Rewrite every row below with "lighthouse" switched to "tower" and nothing else changed, and leave the pictures out.

**INFORMATION SUPPLIED:**
▼

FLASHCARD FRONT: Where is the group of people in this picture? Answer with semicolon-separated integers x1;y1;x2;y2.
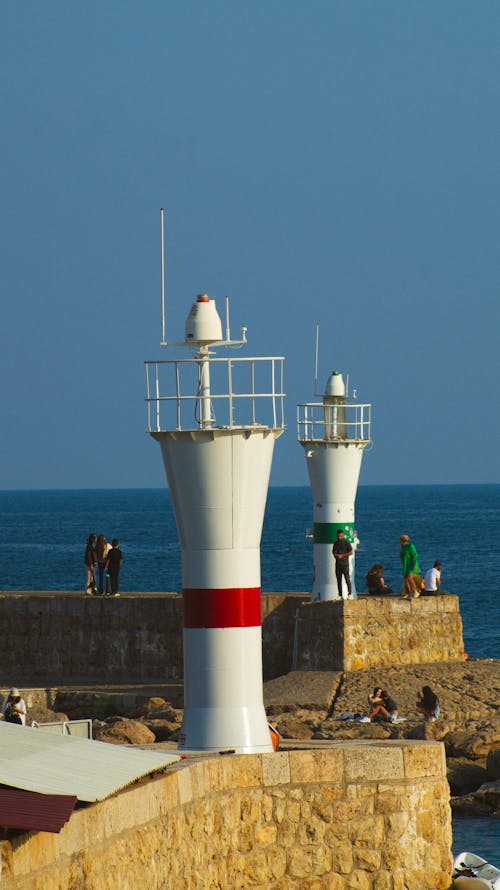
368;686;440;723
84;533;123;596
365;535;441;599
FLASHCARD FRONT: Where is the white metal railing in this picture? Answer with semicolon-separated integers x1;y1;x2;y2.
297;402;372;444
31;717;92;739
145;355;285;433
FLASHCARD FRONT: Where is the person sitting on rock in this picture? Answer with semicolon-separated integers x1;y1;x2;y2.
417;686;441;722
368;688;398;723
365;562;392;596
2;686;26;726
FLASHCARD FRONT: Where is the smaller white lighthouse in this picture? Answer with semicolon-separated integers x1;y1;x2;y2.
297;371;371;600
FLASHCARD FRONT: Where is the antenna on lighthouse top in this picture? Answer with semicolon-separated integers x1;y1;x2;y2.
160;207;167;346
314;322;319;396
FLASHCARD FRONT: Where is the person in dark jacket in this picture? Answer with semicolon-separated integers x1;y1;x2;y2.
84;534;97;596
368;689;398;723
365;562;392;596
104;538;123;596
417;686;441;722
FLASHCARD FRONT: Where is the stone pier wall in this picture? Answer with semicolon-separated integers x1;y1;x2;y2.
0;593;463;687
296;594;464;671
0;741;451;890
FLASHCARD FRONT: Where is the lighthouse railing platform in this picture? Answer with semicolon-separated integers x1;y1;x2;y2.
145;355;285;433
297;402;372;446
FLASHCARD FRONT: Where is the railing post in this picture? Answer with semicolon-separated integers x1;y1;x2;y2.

▲

**ANSWER TO THE EXERCISE:**
FLASHCARD FRONT: Where is the group of people in this picture? Answer with semicolon-separated integers x1;y1;x2;y2.
368;686;440;723
84;533;123;596
365;535;441;599
FLASHCARD FRONT: Where is the white metal railing in this picture? Answer with semicolon-separated integers x1;y1;x2;y2.
297;402;372;444
31;717;92;739
145;355;285;433
FLASHCARD FRONT: Where is the person sitting on rock in this picture? Answer with semicolon-separated integers x1;y1;x2;y2.
417;686;441;722
368;688;398;723
365;562;392;596
2;686;26;726
FLASHCARD FRONT: Where is the smaller white tower in this picture? Answer with semicolon-separated integers x1;y1;x2;y2.
297;371;371;600
FLASHCARD FRONT: Where is the antenna on tower top in this picture? Answer with semicolon-separated integers x1;y1;x2;y2.
160;207;167;346
314;322;319;396
FLASHCARD FRONT: Where is the person in dark jacket in this picture? Answer with semicolon-separated integers x1;y1;x2;y2.
84;534;97;596
368;689;398;723
365;562;392;596
104;538;123;596
417;686;441;722
FLASHCARD FRONT: Where is the stone pier wall in this picture? Answer with semicolon-separated integers x1;y1;x2;y2.
0;593;463;687
296;594;464;671
0;741;451;890
FLASHCARD FRONT: Where is the tower railing platform in this picture? Answer with semicolon-separated integers x1;y1;x2;y2.
145;355;285;433
297;402;372;446
FLASHCARD FRONT: Where is the railing post in this picture? Answer with semicolon-separated integers x1;y1;x2;y2.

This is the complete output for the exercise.